• [Tasks and exercises]:
A - In the passage on betrayal and complex PTSD, what does the writer say is almost always a part of the CPTSD wound?
B - Please continue the passage on betrayal and complex PTSD from its last sentence, in the same voice.

• [Text excerpt]:
..........

Betrayal is almost always a part of the CPTSD wound.
Almost always there is an element of “this person/institution/community should have taken care of me…but didn’t.”
Many people understand that CPTSD results from trauma that was prolonged and inescapable— but, in addition to those, CPTSD almost always involves relationship f*ckery.
Betrayal.
Someone who should have been there…not being there.
Someone who should have listened…not listening.
Someone who should have put our needs ahead of theirs…choosing themselves over us.
Trauma spiked with betrayal hits differently.
It’s not just painful— it’s disillusioning.
It makes us question our worth.
It makes us question the very existence of “love.”
(I guarantee there are survivors reading this, who are nodding their heads.)
It’s one thing to be hurt.
It’s something else to be hurt by someone who was supposed to have your back.
And it’s something else as well to be hurt by someone who claimed— maybe STILL claims— to “love” you.

..........

• [Entries supplied]:

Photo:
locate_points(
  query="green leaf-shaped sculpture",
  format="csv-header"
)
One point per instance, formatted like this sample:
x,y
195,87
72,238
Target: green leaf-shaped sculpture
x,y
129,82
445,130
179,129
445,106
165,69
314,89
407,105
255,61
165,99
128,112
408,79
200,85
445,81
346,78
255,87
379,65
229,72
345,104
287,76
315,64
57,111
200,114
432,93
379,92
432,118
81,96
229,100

..........

• [Answers by task]:
A - Betrayal.

B -
Betrayal takes trauma from painful to mind f*ck.
That’s why exposure therapy will never be enough to heal CPTSD.
The damage wasn’t just done by a thing that happened that hurt us, that we need to “get over” being afraid of.
The damage in CPTSD was done to our beliefs and our sense of self.
The damage was done to our feeling of emotional and relational safety in the world— not just our sense of physical safety.
We don’t heal hose wounds by “exposure.”
We heal those wounds by being there for our “parts” and inner child the way we needed our parents and clergy and others to be there for us once upon a time.
The thing that makes CPTSD particularly complicated is, we need to be for ourselves what we never saw, what we never experienced.
We need to nurture a relationship with our own nervous system that is unlike anything we actually experienced: we need to create safety inside our head and heart.
Tall order.
And also, doable— if we’re willing to risk extending compassion and patience toward ourselves, one day, one hour, one minute at a time.
To me, the backbone of realistic CPTSD recovery really is the relationship we reestablish— or maybe establish for the first time— with ourselves.
Without that relationship, none of the tools or skills will do any good.
We need to be on our own side in this project.
That’s what begins healing the betrayal wound almost all of us bear.